Provided passage →
*** Begin section ***
Genevieve’s Qs

The Florida Project:

The title of the film, “The Florida Project” reflects the name given to the early planning stages of what has become the walt disney world amusement park. In what ways do Moonee, Scooty, and Jancey assert their political agency amid the realities of capitalism and state surveillance?

What kind of daily political projects do Moonee, Scooty, Jancey, and the other kids create? How do the children move through, interact, navigate the Futureland and Magic Castle motels, strip malls, abandoned buildings, and stretches of highway in the off-brand disney landscape? What are the limits/constraints and possibilities of their everyday political creations?

What forms of care (and responsibility) are featured in the Florida Project? What are the differences between relational care (between people) and state care, such as the Florida Department of Children and Families (DCF) and Temporary Assitance for Needy Families (TANF)? What are the functions of state surveillance in Moonee and Halley’s lives? What does care look like between Moonee and Scooty? Moonee and Halley? What about the dynamic between Halley and Bobby? Bobby and the kids? What is the state’s role in “taking care and responsibility” of Halley and Moonee?

In what ways does the film challenge and/or reinforce aetonormative and childist perspectives of children?

The One You Get:

Tougaw explores his experiences/memories of infancy, childhood, and adolescence, often shifting to the neuroscientific lens through which to look at the genealogical and psychological inheritance from his biological and non-biological family alike. Born from a specific combination of his biological parents’ genes, potentially formatively neurologically influenced by his mother’s partners, and shaped by his life in various bedrooms, houses, trailers, neighborhoods, how does Tougaw assert (or conceive of) his sense of self? What function do categories of disability, disorder, and neurodivergence serve in his conception of self in relation to kin? (108-9)

As Jason Tougaw narrates his life throughout the book, he rarely, if ever, discloses his age. What other ways does Tougaw mark the passage of time and growth throughout his childhood and adolescence? What was your experience of reading a story about childhood (and family) that seems to resist referencing to age?

“Adolescents are sexual children. One minute they’re playing Marco Polo, and the next minute they’re sliming themselves up with Vaseline and jerking off competitively, or clinically, or clumsily, or dreamily.” (164) How does Tougaw (re)construct space to imagine children as sexual beings? What norms does he both acknowledge and challenge in his perspectives and memories of adolescent sex?
*** End section ***
Task requirements → Reproduce the discussion guide word for word from "As Jason Tougaw" to "referencing to age?". The records after this point have no connection to the discussion guide.

Dataset excerpts →
*** Begin section ***
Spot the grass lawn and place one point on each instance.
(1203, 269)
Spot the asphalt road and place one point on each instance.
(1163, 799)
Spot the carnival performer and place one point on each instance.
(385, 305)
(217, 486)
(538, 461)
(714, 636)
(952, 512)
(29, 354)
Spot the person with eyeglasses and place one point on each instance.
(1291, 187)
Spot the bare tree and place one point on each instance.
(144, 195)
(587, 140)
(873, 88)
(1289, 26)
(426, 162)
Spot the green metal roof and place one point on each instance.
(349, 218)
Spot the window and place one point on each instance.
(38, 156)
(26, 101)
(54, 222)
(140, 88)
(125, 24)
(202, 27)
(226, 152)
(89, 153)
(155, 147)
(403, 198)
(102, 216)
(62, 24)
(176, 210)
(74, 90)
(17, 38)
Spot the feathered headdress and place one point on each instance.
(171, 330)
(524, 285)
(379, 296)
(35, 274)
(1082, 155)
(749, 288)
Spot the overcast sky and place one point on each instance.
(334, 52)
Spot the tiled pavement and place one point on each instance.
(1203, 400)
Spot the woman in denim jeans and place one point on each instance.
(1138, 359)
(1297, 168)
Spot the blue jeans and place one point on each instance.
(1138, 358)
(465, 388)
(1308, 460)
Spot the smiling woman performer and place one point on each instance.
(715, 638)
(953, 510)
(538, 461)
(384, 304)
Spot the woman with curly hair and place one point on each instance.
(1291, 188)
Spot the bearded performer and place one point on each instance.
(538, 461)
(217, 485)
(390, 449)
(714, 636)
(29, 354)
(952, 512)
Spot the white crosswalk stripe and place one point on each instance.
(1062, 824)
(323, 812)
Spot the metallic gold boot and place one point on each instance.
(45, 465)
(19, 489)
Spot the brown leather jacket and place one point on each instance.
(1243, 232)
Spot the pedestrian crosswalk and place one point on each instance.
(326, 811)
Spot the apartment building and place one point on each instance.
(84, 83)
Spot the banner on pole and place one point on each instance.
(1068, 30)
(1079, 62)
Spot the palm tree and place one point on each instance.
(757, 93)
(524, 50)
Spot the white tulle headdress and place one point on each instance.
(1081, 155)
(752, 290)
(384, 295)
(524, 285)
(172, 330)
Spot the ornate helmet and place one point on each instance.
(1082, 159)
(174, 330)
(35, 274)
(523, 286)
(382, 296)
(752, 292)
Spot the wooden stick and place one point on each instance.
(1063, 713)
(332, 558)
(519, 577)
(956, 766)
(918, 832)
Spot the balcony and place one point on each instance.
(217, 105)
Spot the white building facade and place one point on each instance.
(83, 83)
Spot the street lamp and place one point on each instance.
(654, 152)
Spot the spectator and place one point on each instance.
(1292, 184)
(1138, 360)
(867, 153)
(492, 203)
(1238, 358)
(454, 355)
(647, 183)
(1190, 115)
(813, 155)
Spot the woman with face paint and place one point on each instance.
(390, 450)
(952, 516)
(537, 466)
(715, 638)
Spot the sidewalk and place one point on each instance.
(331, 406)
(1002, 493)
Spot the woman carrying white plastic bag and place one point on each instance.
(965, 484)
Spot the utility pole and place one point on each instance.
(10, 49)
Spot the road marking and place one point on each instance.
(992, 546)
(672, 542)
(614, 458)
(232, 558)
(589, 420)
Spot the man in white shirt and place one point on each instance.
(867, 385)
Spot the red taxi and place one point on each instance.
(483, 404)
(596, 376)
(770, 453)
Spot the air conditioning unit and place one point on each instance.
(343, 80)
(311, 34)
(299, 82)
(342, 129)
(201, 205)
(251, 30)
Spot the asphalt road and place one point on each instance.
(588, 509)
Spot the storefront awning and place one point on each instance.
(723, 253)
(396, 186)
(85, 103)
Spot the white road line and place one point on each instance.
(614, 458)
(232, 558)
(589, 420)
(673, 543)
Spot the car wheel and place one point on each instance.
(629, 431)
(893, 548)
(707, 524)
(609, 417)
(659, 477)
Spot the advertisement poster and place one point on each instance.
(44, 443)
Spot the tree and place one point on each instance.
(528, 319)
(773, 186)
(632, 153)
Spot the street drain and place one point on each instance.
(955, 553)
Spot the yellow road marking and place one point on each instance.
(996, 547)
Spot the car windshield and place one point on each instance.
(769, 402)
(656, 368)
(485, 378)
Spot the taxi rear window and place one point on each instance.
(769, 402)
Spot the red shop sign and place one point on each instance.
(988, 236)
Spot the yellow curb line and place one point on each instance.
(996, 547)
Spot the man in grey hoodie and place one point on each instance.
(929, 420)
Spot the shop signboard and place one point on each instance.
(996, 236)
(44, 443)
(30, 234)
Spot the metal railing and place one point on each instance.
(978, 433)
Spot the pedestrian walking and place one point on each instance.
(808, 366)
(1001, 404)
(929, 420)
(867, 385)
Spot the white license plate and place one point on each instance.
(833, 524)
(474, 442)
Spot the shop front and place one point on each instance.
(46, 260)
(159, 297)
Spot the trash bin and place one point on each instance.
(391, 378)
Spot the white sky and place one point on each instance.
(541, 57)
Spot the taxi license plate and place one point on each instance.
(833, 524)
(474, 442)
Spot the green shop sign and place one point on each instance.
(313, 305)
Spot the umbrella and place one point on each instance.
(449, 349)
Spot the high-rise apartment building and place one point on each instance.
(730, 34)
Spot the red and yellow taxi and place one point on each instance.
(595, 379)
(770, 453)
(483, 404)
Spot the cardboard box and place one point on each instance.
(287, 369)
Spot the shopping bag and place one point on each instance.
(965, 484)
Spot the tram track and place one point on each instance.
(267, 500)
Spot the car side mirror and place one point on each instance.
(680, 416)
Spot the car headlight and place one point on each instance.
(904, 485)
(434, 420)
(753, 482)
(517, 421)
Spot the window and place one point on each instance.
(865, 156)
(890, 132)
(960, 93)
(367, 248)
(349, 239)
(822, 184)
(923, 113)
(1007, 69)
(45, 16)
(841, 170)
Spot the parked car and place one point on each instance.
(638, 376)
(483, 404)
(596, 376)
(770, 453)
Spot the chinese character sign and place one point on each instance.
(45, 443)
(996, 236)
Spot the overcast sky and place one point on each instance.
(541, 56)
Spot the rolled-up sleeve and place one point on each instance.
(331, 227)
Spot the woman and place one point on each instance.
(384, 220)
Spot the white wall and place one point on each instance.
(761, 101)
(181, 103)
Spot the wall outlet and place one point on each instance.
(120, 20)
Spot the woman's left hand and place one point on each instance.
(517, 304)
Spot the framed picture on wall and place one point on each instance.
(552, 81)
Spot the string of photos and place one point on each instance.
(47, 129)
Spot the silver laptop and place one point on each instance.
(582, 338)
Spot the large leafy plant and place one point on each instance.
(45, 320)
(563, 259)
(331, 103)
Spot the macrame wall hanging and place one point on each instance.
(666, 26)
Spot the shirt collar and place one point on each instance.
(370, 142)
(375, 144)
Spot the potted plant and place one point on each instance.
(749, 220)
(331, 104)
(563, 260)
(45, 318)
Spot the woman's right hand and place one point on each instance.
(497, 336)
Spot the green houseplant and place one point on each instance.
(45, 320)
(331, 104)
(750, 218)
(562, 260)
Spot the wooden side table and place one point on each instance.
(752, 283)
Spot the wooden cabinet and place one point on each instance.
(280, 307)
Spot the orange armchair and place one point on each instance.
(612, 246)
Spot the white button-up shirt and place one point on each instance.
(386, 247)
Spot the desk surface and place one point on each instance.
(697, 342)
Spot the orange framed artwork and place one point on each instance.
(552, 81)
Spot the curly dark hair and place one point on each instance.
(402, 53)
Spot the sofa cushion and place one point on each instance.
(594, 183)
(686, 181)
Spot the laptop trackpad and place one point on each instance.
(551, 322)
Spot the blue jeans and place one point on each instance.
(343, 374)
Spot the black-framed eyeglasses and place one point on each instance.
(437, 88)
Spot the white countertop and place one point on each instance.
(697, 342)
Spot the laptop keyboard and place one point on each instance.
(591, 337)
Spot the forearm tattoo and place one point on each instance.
*** End section ***
Your response →
As Jason Tougaw narrates his life throughout the book, he rarely, if ever, discloses his age. What other ways does Tougaw mark the passage of time and growth throughout his childhood and adolescence? What was your experience of reading a story about childhood (and family) that seems to resist referencing to age?